DATA FOR ANALYSIS: Begin
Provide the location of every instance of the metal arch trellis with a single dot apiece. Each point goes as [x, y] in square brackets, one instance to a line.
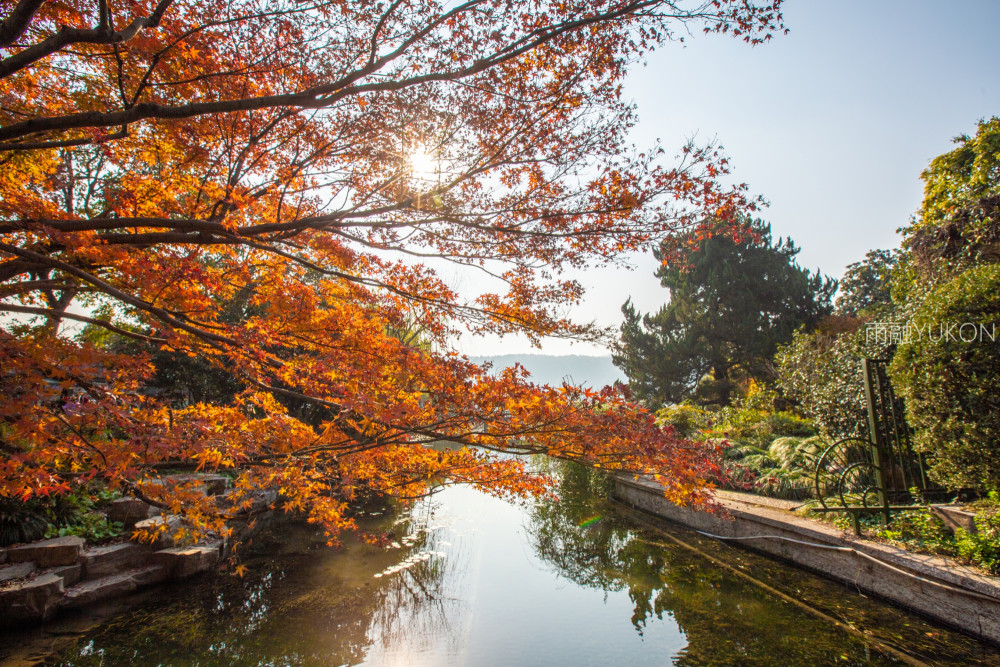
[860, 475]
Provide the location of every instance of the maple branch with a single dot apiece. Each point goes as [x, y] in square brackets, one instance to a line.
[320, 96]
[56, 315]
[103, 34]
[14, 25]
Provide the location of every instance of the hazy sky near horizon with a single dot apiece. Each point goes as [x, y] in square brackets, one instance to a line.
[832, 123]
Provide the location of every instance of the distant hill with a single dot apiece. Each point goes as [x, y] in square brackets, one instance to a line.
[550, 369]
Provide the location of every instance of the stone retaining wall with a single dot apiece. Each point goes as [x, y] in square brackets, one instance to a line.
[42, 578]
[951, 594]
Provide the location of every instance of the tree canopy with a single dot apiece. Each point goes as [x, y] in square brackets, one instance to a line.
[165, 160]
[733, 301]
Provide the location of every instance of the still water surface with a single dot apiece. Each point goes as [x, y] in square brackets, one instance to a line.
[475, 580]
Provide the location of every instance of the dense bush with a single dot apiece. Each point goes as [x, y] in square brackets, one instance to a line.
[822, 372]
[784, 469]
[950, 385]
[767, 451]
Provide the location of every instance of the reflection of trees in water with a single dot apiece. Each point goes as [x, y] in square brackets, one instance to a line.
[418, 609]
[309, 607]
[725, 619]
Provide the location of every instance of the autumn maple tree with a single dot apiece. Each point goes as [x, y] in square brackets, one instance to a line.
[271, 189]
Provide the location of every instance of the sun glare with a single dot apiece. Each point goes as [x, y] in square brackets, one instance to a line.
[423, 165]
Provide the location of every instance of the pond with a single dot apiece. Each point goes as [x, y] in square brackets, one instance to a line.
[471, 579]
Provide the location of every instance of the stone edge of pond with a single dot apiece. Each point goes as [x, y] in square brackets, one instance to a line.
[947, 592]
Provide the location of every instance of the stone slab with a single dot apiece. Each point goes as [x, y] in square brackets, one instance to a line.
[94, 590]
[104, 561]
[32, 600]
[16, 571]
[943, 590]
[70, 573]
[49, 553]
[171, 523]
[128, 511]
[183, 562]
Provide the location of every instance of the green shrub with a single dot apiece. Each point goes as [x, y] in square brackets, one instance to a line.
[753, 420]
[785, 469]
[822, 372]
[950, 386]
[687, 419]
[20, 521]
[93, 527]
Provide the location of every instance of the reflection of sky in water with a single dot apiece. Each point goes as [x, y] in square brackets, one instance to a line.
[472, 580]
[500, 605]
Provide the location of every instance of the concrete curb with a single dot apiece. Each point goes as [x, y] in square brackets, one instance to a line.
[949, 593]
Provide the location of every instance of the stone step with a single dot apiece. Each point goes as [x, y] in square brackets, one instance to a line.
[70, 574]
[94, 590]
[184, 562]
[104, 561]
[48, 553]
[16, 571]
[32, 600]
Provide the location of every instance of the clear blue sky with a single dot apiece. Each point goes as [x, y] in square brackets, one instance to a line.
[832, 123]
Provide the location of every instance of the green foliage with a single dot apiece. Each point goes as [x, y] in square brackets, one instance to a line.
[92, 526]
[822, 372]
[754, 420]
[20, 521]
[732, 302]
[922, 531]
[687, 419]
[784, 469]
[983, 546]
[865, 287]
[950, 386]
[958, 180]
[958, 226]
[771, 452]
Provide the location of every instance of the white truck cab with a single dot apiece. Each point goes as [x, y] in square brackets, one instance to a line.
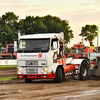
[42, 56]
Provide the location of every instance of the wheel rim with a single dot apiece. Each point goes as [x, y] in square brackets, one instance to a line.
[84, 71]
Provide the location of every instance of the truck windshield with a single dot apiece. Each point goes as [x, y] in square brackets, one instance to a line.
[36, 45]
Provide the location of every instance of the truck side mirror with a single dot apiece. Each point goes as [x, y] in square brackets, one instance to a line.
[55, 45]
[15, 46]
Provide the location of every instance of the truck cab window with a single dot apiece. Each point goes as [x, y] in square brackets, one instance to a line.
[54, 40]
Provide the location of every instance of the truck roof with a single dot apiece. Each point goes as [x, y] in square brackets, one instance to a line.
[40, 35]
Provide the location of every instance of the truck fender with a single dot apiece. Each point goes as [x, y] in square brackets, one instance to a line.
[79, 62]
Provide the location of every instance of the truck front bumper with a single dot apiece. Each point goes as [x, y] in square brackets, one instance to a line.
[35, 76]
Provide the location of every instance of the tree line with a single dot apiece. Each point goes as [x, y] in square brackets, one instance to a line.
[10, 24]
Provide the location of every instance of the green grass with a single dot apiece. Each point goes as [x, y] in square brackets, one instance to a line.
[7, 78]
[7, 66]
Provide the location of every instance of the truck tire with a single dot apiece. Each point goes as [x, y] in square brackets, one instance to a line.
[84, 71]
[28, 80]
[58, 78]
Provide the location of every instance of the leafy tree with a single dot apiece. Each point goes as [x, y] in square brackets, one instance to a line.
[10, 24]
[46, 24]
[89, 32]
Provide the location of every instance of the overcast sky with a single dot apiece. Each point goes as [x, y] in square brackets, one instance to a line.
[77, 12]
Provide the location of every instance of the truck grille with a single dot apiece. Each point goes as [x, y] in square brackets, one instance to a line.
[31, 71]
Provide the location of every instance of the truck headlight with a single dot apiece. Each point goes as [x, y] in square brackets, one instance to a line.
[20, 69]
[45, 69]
DATA FOR ANALYSIS: End
DATA FOR ANALYSIS: Begin
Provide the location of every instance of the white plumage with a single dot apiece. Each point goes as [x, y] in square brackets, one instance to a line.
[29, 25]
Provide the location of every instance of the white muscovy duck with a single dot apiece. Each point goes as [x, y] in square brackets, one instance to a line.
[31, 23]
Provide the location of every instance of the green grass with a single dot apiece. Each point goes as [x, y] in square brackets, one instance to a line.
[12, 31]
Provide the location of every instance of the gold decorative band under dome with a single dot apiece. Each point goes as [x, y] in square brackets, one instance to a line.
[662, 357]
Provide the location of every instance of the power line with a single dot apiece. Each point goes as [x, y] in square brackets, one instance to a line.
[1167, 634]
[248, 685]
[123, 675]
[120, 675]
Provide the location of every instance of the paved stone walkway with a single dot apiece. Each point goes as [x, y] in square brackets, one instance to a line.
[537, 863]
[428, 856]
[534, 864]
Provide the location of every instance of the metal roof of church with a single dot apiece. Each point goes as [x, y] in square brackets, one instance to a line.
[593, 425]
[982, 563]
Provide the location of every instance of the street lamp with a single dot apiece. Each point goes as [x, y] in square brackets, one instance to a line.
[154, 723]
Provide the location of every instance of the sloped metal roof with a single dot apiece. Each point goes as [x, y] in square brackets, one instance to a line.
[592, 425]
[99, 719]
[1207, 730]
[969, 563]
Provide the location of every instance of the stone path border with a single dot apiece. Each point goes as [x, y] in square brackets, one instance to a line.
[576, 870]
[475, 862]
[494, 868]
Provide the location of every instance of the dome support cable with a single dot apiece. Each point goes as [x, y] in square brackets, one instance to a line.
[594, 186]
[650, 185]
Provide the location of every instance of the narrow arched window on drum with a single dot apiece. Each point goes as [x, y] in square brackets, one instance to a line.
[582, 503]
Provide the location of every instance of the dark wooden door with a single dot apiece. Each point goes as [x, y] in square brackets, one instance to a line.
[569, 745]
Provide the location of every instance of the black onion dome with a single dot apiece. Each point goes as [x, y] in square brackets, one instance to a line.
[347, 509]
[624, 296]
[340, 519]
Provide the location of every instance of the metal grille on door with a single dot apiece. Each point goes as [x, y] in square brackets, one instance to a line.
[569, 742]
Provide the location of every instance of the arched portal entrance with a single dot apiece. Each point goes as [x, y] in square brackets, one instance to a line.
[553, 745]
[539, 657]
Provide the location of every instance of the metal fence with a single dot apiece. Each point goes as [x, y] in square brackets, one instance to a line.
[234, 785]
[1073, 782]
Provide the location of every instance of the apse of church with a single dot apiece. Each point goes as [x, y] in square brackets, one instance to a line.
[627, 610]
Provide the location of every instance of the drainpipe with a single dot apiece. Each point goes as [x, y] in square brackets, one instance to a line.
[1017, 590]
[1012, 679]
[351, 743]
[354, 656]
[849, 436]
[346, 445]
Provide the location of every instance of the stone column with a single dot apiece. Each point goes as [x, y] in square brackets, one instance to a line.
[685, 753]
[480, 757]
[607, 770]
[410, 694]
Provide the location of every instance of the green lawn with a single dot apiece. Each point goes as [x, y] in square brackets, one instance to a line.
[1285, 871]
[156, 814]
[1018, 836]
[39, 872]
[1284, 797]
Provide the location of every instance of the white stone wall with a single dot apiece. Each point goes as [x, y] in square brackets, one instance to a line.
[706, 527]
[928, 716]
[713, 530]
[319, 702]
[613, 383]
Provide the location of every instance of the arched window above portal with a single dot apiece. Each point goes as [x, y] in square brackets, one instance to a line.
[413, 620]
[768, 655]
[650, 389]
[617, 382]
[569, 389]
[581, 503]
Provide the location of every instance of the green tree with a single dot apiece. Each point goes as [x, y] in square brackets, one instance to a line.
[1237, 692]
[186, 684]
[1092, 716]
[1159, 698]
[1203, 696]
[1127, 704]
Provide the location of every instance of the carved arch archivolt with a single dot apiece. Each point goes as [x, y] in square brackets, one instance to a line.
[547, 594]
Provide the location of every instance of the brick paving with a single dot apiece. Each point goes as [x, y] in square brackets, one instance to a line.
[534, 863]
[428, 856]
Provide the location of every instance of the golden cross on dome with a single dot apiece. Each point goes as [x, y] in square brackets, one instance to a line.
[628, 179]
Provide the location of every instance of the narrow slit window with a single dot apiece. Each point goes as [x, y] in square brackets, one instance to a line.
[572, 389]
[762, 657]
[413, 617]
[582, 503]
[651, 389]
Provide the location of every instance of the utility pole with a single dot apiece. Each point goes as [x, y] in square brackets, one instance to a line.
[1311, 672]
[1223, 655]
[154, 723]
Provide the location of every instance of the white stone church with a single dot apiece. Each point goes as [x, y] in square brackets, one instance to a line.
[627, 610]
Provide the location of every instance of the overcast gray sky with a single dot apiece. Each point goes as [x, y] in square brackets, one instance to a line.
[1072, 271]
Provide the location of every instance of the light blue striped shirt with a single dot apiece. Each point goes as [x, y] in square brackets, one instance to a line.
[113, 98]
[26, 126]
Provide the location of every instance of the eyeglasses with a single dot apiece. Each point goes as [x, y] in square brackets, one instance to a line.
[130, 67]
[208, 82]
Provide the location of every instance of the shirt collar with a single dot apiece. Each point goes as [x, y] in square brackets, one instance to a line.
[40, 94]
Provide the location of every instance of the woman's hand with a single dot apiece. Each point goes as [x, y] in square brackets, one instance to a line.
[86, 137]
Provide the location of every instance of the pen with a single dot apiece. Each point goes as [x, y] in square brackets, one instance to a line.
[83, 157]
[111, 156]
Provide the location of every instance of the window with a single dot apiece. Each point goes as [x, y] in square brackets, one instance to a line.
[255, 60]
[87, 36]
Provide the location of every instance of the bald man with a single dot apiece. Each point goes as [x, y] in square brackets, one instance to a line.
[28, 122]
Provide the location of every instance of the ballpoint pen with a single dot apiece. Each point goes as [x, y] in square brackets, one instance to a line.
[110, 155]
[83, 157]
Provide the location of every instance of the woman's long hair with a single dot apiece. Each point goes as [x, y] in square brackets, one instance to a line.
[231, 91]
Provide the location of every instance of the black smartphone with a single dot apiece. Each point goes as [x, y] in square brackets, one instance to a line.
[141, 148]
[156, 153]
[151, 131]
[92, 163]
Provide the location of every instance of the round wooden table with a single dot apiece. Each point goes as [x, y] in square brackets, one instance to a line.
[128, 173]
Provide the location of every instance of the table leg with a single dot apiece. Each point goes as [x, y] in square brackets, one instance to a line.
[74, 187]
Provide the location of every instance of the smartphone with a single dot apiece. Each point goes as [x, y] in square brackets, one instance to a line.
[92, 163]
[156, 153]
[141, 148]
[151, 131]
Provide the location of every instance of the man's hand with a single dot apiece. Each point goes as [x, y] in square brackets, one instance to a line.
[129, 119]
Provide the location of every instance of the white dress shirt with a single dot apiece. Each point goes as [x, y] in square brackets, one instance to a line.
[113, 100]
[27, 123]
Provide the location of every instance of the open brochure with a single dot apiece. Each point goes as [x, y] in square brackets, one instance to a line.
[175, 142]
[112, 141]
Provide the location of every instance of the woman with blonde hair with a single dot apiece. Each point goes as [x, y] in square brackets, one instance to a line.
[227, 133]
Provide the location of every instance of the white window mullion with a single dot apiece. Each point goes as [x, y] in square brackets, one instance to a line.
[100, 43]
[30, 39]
DATA FOR ANALYSIS: End
DATA FOR ANALYSIS: Begin
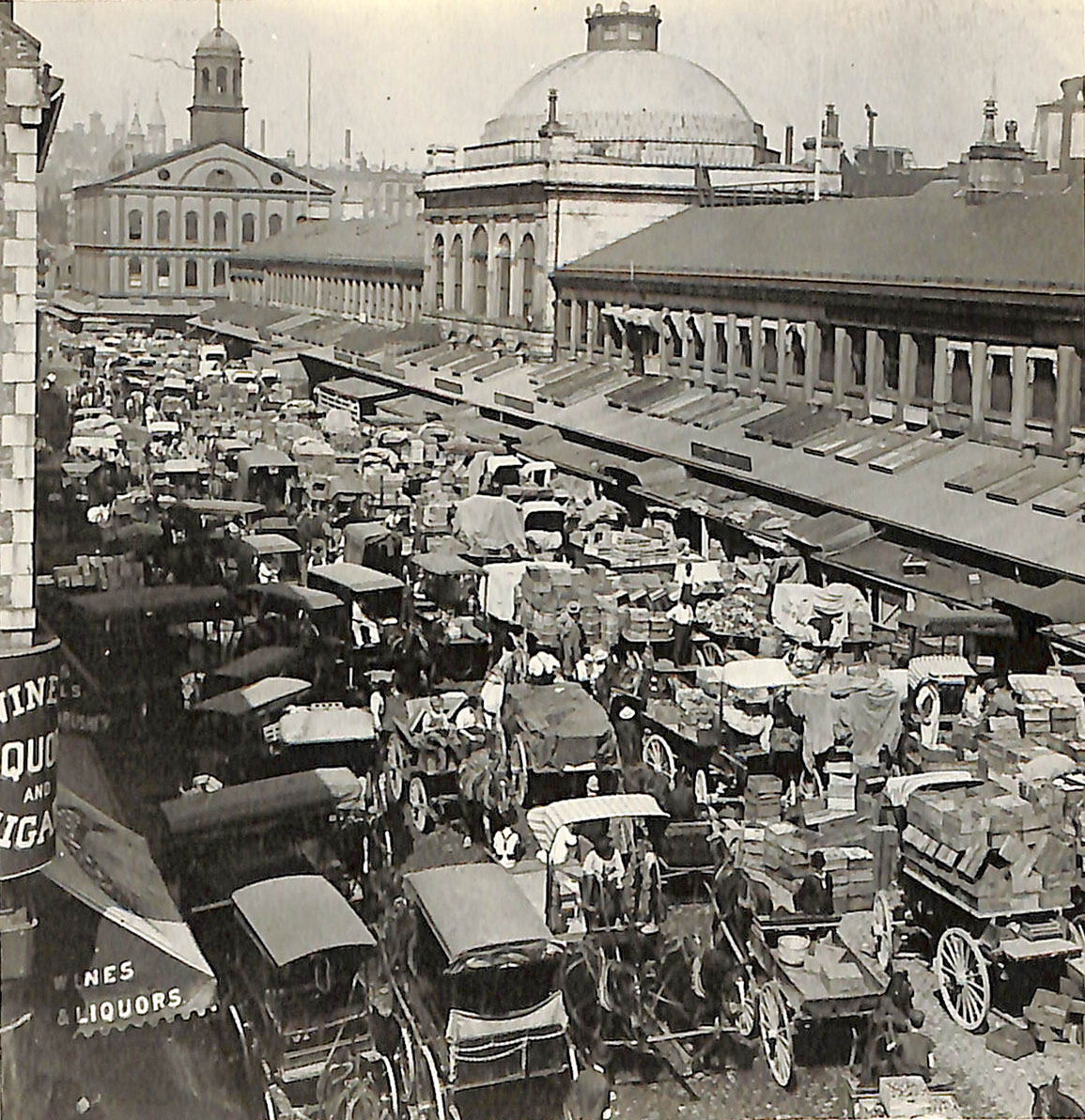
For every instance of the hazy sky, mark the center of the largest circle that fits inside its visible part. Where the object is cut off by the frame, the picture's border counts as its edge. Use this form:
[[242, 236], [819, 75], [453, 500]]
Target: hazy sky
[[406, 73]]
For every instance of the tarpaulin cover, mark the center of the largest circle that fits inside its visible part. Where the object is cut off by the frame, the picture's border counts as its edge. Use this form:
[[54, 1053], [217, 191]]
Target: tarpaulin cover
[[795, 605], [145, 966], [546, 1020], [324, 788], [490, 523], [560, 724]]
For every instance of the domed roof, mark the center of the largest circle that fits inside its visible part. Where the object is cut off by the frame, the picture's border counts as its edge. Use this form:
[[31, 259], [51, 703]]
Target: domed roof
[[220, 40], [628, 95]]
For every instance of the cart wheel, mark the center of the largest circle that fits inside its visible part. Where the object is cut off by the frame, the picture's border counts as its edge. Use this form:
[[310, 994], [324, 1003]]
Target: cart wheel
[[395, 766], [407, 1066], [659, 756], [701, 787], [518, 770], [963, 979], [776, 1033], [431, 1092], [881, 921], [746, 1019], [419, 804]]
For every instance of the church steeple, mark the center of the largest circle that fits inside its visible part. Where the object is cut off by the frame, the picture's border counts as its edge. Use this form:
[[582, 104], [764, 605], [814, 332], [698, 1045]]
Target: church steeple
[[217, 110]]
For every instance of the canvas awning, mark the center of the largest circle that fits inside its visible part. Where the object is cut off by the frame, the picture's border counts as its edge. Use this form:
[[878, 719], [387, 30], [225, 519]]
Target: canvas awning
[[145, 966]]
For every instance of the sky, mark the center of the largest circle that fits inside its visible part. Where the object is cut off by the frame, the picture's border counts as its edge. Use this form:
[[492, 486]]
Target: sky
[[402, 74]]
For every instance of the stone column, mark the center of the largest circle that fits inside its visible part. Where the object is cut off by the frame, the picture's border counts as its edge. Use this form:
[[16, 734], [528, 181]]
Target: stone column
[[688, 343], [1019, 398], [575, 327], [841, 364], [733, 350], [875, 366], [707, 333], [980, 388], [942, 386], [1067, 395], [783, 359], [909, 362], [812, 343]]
DATA FOR ANALYSIS: End
Exactly the lines above from the one with "Target: domed roof" to the one with "[[310, 994], [324, 1003]]", both included, are to be quoted; leave the rest out.

■ **RESPONSE**
Target: domed roof
[[220, 40], [628, 95]]
For every instance of the cart wheel, mark the center of the largest circle that fits inside its visible part. Where the object is cut off by the frame, the picture's border counts as its edge. Use this form:
[[310, 994], [324, 1003]]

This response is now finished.